RAVEN MACK is a mystic poet-philosopher-artist of the Greater Appalachian unorthodox tradition. He does have an amazing PATREON, but also *normal* ARTIST WEBSITE too.

Thursday, May 2

May the Two

I struggle with the locale I live at, feeling the allegedly artistic and intelligent and creative are deficient in those qualities yet abundant of confidence that what they do is important. The problem with this is I struggle with those feelings as well. It's hard not to wish you were recognized for your talents more, especially when you literally struggle to maintain status quo in your financial life and are pretty much doing the slowly sinking tread water thing that pretty much everybody is doing from $13K a year up to $87K a year. It's our culture; that's what's been built, and what holds us in place.
Also with everyone being able to circulate their thoughts/art/creations online to what is potentially an audience of EVERY FUCKING PERSON ON EARTH, you start to feel like there should be some sort of acknowledgement of what you are doing, some affirmation that what you do is worth it not just to you but someone else, and you are having an affect on the world. I know I have been paralyzed by wishing for that at times (not literally paralyzed, but my thoughts are too often attached to the fruits of creative actions as opposed to just doing shit for the sake of doing it). And there are people who are successful with the things they do, meaning they seem to be doing it for their job, and that confuses me as I'm not even sure how you do shit like that. I guess I fall back on my assumption you have to be born with a certain amount of shelter to afford yourselves psychic luxuries like "doing what you love" with your life, but that's only partially true and also partially a cop-out on my part.
One thing my wife and I jibber-jabber about is cutting ties, which has direct visual relation to being attached to the fruits of our actions. For us, it's in relation to bad relationships in our lives, visualizing a rope physically being cut between yourself and that person, to have no attachment to them, which doesn't mean you are like "fuck you" but does mean you are not controlled by their emotional tugs and pulls and nonsense. I am trying to be better about visualizing that with regards to my creative business on this earth. It's my job to blather nonsense constantly, that's what I'm supposed to do. And whether self-publishing or internet posting or haiku tweeting or zine making or traditional publishing or whatever, I have to cut the ties that attach me doing these things to some sort of end acknowledgement by others, whether that mean people wearing a t-shirt of mine or I get paid and pay my monthly bills with words essentially. I have to cut loose of that. In fact, to be honest, we all do. Shifts are happening, and honestly everybody is online right now feeling like they are sharing their special ways with the world, waiting for the world to acknowledge how special they are. Guess what though? We're all special. Everybody has fucking art in their head; whether you let it out or not, it's there. Also guess what though? With the globalization of culture through internet (which is still heavily segregated believe it or not... I know we like to think we see the entire world better now but seriously, any google search has a filter bubble over it, and it's not like if you search "soccer results" they show you shit from the African Champions League) we've all become more homogenized, more like each other. That actually makes it even more important we all let our individual crazy art out of our head, to fight the homogenization of bullshit, because nine times out of ten, when something is homogenized, there's somebody looking to make a dollar at the far end of the homogenization process. All the googles/facebooks/apples are not just kicking it trying to improve humanity; they are trying to improve profit. If they can make you think they are "doing good" and making life better, then you'll buy in.

### [SHORT PROBLEM A]
Render this sentence from the blog post in Spanish: "It's our culture; that's what's been built, and what holds us in place."
### [SHORT PROBLEM B]
According to the blog post, what do the writer and his wife picture when they talk about cutting ties with people in bad relationships?
### [SHORT PROBLEM C]
Pull out the passage of the blog post that runs from "I struggle with the" up to and including "us in place.", word for word.

### [SUPPLIED MATERIAL]
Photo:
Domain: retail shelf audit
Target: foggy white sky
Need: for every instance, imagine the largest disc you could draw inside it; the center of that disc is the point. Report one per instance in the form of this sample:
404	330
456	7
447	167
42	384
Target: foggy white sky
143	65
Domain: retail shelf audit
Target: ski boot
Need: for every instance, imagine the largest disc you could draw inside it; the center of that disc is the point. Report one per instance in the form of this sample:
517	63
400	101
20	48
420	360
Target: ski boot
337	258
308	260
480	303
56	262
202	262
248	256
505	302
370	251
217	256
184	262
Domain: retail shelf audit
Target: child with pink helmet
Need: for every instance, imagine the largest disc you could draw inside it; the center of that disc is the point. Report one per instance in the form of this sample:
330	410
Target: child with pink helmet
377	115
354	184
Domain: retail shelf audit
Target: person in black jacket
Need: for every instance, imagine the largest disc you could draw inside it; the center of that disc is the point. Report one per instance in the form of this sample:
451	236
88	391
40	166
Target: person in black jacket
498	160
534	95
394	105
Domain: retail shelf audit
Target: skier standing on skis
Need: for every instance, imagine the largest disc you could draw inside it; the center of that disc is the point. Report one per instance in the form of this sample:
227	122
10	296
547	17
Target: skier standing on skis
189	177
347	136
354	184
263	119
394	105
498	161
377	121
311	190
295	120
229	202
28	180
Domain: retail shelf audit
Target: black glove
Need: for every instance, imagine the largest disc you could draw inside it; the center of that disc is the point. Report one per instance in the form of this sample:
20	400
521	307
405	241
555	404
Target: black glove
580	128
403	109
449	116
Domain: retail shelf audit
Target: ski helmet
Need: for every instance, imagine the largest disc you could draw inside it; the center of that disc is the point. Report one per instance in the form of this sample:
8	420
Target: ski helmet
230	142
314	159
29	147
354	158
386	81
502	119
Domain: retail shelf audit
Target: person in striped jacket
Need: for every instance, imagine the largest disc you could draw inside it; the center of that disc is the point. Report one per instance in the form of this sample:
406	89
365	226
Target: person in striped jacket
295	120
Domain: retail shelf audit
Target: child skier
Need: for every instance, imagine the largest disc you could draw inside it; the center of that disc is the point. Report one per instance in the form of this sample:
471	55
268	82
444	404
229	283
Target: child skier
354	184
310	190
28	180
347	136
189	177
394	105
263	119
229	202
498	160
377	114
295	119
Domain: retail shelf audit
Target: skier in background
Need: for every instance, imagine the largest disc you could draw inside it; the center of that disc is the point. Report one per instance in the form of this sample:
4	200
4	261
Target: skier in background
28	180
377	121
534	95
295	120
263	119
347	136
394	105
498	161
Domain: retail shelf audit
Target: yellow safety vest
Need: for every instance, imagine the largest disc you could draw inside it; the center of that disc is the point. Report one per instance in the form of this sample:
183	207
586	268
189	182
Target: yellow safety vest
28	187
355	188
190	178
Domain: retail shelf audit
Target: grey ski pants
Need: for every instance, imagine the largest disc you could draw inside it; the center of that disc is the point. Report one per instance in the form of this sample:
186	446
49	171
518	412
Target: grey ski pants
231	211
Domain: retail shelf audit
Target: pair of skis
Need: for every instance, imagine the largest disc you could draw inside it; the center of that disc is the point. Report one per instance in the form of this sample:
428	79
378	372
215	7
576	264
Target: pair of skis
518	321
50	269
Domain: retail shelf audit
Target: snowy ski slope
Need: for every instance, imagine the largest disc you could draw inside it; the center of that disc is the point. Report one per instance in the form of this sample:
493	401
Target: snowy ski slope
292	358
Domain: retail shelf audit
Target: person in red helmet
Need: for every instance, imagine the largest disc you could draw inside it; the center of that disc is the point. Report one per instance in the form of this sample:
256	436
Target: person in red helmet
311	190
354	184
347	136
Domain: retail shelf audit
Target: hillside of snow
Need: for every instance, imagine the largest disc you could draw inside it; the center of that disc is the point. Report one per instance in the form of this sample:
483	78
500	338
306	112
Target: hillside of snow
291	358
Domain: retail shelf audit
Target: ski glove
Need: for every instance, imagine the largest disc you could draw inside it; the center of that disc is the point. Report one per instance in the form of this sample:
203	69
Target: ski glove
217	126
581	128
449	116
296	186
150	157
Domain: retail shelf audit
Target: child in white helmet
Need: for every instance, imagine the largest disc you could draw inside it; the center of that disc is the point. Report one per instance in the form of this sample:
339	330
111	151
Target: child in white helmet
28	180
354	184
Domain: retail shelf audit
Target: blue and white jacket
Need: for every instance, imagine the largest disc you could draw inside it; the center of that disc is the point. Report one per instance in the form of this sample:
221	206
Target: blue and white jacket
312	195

### [FINISHED ANSWER A]
Es nuestra cultura; eso es lo que se ha construido y lo que nos mantiene en nuestro sitio.

### [FINISHED ANSWER B]
A rope physically being cut between themselves and that person.

### [FINISHED ANSWER C]
I struggle with the locale I live at, feeling the allegedly artistic and intelligent and creative are deficient in those qualities yet abundant of confidence that what they do is important. The problem with this is I struggle with those feelings as well. It's hard not to wish you were recognized for your talents more, especially when you literally struggle to maintain status quo in your financial life and are pretty much doing the slowly sinking tread water thing that pretty much everybody is doing from $13K a year up to $87K a year. It's our culture; that's what's been built, and what holds us in place.